Task statement: Your result should be the lines holding the word "white", copied from the entries below.

Excerpts from a dataset:
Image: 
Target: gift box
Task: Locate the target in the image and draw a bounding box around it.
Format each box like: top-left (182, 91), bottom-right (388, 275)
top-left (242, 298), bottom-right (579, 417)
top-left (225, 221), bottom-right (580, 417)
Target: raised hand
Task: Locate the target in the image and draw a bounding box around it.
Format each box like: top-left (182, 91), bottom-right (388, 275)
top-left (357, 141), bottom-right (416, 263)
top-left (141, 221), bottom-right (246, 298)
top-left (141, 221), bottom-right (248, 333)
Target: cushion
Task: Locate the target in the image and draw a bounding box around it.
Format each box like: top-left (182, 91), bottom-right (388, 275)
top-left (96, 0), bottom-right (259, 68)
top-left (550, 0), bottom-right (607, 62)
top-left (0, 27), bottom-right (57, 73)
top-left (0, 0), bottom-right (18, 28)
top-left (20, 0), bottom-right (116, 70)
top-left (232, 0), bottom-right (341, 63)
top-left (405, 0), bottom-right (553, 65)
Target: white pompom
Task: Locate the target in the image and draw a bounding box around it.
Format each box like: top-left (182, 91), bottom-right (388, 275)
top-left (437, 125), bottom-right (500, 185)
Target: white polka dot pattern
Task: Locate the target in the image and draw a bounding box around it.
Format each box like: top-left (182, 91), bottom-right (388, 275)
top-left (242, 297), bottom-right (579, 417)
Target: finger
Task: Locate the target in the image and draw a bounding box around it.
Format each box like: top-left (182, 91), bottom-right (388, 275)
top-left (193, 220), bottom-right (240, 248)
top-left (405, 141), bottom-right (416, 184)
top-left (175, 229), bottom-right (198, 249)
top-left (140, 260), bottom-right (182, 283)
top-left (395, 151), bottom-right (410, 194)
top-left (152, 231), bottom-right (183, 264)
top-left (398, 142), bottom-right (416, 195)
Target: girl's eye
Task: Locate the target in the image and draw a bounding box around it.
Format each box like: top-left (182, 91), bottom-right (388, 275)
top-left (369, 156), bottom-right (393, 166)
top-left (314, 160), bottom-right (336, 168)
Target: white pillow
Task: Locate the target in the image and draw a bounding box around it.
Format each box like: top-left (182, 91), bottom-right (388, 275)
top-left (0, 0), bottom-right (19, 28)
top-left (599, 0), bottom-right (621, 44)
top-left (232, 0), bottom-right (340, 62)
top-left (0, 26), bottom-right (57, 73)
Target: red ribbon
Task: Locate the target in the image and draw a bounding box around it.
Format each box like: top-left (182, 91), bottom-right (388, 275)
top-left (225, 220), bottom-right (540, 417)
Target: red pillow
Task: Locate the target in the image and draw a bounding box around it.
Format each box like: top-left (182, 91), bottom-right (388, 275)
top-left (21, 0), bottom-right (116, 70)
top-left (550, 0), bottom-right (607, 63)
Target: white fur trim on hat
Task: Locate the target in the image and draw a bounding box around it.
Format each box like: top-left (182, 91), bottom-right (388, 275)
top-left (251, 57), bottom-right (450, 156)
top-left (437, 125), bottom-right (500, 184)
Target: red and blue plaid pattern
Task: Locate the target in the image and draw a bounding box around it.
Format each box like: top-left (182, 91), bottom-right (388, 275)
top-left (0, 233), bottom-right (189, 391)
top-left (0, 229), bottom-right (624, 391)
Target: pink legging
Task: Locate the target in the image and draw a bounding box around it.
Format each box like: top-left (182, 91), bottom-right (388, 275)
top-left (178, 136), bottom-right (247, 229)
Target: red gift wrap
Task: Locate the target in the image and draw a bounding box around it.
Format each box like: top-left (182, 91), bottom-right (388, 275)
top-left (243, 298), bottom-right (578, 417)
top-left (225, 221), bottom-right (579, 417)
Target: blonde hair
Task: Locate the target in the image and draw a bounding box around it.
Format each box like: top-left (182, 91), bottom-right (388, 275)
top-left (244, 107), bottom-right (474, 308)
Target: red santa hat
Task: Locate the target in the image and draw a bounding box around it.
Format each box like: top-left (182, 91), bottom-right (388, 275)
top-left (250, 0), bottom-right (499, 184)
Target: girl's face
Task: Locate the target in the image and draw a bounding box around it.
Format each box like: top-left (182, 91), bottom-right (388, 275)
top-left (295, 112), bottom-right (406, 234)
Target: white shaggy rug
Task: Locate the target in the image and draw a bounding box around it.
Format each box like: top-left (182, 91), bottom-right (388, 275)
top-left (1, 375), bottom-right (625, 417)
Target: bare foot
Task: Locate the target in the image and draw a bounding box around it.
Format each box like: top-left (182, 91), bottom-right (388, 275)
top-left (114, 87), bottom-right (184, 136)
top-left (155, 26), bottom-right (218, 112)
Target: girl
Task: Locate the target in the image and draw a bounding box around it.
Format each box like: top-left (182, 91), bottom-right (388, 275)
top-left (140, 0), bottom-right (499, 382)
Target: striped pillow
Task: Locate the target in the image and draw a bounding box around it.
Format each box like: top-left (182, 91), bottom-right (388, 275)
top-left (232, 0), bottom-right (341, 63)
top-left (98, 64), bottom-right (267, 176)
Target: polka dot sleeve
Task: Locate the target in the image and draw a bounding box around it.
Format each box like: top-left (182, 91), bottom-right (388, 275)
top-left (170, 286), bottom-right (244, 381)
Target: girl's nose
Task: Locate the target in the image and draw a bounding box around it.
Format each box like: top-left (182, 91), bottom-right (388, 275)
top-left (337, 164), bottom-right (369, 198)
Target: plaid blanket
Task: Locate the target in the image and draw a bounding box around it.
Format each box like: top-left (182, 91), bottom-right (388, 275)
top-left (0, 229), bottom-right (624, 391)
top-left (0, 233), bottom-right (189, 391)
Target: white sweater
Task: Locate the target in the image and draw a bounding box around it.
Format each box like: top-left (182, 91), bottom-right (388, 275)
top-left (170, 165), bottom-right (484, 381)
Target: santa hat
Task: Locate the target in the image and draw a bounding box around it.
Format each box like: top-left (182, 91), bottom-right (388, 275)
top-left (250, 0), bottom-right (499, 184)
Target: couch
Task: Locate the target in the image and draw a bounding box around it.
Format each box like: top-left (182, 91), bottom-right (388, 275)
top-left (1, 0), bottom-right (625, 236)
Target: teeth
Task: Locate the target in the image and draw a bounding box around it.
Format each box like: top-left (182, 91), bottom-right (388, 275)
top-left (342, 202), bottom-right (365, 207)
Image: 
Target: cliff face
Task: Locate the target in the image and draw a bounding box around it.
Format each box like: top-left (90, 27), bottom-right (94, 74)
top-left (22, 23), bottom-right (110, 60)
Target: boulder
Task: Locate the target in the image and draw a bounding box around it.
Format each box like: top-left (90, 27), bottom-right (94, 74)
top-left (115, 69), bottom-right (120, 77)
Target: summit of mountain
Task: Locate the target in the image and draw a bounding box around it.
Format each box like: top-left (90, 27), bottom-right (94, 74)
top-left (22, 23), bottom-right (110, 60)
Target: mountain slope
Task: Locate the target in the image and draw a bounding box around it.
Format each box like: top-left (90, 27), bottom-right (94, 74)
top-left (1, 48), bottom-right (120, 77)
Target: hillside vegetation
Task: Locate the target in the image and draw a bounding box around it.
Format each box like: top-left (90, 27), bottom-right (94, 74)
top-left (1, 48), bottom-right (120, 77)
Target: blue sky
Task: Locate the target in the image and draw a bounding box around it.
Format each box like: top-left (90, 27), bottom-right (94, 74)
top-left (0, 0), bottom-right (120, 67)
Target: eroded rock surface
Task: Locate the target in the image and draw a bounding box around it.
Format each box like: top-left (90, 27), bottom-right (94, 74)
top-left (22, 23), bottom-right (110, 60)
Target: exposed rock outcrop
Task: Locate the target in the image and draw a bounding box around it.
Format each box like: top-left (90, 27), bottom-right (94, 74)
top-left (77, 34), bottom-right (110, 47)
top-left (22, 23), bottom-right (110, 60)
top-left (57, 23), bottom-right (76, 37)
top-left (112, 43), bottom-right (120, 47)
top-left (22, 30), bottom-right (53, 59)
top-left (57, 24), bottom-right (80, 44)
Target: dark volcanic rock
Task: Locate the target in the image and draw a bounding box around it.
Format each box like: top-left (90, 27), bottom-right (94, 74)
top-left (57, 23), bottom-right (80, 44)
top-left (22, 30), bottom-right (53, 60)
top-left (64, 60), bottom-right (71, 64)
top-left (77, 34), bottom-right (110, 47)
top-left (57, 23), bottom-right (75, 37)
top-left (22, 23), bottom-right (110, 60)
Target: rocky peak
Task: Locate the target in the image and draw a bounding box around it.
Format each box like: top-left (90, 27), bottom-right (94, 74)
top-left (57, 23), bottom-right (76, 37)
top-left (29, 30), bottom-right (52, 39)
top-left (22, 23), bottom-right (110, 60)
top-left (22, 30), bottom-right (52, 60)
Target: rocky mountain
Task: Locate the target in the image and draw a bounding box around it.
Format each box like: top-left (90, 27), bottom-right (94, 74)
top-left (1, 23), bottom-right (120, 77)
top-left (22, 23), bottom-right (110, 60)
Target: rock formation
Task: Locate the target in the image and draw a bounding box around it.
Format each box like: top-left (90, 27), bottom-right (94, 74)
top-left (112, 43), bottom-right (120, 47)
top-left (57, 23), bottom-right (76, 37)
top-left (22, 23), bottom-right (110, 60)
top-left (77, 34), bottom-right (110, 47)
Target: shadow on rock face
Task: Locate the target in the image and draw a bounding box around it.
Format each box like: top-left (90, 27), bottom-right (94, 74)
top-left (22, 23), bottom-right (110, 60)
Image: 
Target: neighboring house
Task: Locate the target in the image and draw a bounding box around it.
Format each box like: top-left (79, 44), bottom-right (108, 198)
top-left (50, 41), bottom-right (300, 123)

The completed task:
Target: white pompom
Target: white polka dot pattern
Target: white pillow
Target: white fur trim on hat
Target: white shaggy rug
Target: white sweater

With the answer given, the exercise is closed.